**TASK TO COMPLETE:**
From the line with "TARGET = papaya" through the line with "the man in white shirt", inclusive, return each line of the data below exactly and leave the rest out.
===== DATA FOR PROCESSING =====
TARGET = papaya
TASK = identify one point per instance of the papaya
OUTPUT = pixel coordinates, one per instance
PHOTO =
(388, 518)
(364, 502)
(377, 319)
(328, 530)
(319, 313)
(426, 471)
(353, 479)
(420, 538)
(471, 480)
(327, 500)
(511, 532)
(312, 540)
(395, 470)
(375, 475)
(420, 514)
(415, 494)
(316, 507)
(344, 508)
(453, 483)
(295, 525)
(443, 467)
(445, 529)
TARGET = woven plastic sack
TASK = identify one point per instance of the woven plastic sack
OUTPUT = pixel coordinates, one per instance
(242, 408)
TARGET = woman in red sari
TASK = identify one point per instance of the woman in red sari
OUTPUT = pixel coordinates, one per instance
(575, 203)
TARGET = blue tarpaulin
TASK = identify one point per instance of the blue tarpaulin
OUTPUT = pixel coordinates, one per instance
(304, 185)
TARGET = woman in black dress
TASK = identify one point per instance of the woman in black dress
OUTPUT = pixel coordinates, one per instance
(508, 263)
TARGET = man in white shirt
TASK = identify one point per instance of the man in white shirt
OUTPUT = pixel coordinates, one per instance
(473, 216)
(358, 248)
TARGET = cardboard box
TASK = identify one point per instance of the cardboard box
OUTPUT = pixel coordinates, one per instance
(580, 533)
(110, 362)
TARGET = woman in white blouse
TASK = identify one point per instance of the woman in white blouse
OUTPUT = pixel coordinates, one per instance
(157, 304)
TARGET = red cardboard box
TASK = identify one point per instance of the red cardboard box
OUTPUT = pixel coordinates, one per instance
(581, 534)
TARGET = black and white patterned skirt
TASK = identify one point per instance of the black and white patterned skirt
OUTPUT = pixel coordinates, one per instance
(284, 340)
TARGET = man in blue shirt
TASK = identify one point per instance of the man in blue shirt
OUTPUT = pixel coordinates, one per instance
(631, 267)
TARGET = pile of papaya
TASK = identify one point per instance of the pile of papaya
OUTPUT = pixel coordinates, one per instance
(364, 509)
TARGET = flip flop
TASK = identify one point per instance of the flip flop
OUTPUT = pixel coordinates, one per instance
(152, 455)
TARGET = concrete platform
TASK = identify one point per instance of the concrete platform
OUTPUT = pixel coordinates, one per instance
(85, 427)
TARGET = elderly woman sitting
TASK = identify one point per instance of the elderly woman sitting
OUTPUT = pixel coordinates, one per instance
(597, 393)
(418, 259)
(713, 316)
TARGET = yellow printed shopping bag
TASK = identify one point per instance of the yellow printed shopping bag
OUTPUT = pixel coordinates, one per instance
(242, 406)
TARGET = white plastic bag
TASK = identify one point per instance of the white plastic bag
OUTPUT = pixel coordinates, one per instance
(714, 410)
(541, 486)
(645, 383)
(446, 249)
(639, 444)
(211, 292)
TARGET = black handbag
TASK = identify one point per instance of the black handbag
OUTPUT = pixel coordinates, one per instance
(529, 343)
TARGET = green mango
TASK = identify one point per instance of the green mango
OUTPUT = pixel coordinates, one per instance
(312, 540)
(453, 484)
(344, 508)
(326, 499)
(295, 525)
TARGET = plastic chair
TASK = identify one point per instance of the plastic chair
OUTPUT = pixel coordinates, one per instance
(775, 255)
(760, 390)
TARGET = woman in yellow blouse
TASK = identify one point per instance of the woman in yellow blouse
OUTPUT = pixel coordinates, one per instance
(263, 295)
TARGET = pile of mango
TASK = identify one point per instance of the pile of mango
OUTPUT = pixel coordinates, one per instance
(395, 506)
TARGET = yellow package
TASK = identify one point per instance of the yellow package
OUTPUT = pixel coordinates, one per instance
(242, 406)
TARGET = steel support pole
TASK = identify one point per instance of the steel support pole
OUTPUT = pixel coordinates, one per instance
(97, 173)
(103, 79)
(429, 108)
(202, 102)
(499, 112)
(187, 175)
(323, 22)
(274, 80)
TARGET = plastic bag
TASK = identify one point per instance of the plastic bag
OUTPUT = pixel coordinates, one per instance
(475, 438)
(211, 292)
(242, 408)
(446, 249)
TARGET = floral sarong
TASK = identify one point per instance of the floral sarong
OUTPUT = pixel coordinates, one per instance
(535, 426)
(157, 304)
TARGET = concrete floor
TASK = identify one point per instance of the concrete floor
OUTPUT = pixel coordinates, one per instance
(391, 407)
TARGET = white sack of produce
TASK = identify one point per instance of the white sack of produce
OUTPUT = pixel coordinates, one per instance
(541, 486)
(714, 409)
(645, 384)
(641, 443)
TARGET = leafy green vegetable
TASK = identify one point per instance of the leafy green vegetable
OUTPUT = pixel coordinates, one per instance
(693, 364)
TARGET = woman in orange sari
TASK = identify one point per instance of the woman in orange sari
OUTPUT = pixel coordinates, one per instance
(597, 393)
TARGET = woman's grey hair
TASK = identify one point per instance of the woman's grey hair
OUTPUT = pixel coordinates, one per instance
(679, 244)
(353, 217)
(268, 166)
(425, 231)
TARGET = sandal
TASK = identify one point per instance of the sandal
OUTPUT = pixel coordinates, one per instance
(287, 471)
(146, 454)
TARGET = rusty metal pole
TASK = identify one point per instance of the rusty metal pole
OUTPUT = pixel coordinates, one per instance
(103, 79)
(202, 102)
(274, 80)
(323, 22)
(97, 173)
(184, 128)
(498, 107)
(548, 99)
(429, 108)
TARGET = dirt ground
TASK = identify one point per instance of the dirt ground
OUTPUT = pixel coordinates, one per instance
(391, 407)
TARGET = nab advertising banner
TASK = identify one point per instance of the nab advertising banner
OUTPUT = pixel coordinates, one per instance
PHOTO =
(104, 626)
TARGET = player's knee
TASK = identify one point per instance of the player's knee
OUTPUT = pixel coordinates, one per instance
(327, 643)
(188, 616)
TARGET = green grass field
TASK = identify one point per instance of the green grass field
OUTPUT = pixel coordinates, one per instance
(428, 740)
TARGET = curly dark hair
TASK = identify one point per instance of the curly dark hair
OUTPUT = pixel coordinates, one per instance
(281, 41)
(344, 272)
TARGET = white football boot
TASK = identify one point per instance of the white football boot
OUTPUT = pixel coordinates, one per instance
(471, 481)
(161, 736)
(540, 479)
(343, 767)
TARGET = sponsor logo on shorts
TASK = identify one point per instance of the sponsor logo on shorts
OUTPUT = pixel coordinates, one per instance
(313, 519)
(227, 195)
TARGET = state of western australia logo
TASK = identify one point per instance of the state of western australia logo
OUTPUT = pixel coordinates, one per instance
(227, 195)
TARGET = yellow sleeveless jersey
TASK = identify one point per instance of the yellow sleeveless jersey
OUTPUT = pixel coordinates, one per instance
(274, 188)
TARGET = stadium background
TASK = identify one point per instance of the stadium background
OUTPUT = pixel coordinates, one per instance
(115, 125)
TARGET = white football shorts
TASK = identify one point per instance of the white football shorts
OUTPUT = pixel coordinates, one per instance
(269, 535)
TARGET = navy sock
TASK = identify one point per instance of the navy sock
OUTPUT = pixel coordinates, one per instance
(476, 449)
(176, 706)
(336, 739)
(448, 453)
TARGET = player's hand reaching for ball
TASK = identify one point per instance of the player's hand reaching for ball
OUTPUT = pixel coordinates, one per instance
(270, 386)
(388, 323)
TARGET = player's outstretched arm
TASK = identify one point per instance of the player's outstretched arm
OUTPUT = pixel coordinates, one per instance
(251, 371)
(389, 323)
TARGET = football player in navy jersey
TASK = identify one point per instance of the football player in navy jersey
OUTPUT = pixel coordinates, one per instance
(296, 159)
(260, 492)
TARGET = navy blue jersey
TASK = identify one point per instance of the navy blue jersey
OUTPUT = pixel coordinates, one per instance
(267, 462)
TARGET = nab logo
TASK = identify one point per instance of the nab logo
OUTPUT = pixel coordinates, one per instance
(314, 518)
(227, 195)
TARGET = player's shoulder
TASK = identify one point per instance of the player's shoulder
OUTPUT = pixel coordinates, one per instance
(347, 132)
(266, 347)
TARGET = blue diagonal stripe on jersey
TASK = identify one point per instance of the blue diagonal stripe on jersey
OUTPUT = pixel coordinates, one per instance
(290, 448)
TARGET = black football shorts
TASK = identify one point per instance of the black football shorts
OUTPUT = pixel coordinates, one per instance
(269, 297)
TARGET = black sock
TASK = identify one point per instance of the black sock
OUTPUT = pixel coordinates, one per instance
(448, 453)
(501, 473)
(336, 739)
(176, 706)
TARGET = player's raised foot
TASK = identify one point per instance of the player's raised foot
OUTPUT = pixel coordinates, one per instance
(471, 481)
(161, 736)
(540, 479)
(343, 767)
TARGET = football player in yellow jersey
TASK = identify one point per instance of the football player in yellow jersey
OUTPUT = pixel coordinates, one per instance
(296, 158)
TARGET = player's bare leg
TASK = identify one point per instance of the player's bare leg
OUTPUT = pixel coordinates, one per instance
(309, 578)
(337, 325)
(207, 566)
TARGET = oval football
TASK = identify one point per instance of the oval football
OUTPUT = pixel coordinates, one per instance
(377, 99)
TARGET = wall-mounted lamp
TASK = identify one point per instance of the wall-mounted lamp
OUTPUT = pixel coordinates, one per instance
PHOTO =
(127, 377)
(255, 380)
=====
===== DATA FOR PROCESSING =====
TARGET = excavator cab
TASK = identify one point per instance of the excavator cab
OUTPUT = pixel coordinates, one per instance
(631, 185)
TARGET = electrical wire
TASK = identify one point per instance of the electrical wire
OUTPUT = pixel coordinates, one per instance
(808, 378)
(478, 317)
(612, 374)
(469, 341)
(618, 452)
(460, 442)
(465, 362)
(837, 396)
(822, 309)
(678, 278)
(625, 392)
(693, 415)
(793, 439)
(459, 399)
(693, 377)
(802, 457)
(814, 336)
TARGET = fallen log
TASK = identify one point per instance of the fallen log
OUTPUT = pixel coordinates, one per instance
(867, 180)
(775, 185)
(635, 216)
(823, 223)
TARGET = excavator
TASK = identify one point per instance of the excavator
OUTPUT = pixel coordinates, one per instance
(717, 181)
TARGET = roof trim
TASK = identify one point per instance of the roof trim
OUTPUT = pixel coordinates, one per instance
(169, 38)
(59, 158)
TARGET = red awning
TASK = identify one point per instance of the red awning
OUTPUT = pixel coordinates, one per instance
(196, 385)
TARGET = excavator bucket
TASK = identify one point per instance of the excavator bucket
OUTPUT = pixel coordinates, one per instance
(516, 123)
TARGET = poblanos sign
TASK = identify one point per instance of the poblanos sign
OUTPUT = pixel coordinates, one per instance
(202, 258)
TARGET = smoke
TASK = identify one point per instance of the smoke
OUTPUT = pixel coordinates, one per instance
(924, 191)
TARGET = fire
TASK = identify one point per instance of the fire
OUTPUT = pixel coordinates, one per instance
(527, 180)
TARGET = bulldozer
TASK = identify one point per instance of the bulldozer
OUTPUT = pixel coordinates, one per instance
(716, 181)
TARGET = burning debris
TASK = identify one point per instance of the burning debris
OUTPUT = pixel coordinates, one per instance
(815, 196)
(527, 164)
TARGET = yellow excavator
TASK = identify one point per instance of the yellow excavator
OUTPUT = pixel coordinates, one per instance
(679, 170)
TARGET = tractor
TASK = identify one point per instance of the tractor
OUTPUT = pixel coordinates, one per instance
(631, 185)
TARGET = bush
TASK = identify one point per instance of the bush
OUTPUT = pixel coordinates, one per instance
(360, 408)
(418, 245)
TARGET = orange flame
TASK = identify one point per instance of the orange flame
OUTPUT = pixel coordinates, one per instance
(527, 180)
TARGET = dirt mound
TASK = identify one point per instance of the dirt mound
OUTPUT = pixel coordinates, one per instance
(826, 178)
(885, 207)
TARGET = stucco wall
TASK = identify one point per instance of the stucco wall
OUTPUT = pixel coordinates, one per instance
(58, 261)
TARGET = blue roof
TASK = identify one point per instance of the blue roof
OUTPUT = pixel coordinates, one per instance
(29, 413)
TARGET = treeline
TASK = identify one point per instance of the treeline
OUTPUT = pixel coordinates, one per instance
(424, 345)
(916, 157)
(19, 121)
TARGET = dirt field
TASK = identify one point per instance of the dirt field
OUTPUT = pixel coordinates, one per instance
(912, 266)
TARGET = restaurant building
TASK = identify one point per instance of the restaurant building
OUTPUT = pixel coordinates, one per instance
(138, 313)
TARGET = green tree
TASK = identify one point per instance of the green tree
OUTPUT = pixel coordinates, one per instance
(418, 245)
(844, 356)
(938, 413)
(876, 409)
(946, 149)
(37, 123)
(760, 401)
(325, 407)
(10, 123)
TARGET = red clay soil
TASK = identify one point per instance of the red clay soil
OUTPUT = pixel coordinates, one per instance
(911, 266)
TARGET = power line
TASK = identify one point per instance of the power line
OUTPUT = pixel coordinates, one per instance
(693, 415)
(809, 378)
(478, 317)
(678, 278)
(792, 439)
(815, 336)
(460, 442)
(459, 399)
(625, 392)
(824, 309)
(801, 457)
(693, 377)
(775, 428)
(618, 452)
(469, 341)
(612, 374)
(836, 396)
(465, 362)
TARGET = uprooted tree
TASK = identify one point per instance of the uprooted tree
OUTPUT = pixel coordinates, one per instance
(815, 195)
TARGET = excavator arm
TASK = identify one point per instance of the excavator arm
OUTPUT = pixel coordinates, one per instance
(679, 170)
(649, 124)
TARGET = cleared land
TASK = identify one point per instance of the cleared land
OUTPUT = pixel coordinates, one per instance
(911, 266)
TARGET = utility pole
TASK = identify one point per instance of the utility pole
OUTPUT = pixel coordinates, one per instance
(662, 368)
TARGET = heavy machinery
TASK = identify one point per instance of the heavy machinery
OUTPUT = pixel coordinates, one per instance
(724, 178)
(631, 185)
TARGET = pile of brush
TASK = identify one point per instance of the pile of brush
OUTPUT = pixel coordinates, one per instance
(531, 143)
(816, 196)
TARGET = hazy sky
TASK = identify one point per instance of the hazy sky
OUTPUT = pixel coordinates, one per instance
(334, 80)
=====
**ANSWER SPACE:**
TARGET = papaya
TASK = identify one point per instance of the papaya
OUTPUT = pixel coordinates, one per instance
PHOTO =
(388, 518)
(364, 502)
(377, 319)
(328, 530)
(319, 313)
(426, 471)
(353, 479)
(420, 538)
(471, 480)
(327, 500)
(511, 532)
(312, 540)
(395, 470)
(375, 475)
(420, 514)
(415, 494)
(316, 507)
(344, 508)
(453, 483)
(295, 525)
(443, 467)
(445, 529)
TARGET = woven plastic sack
TASK = identify one point per instance of the woven plastic sack
OUTPUT = pixel coordinates, one per instance
(242, 408)
TARGET = woman in red sari
TASK = identify one point per instance of the woman in red sari
OUTPUT = pixel coordinates, one per instance
(575, 203)
TARGET = blue tarpaulin
TASK = identify one point per instance of the blue tarpaulin
OUTPUT = pixel coordinates, one per instance
(304, 185)
TARGET = woman in black dress
TASK = identify one point per instance of the woman in black dress
OUTPUT = pixel coordinates, one per instance
(508, 263)
TARGET = man in white shirt
TASK = identify one point per instance of the man in white shirt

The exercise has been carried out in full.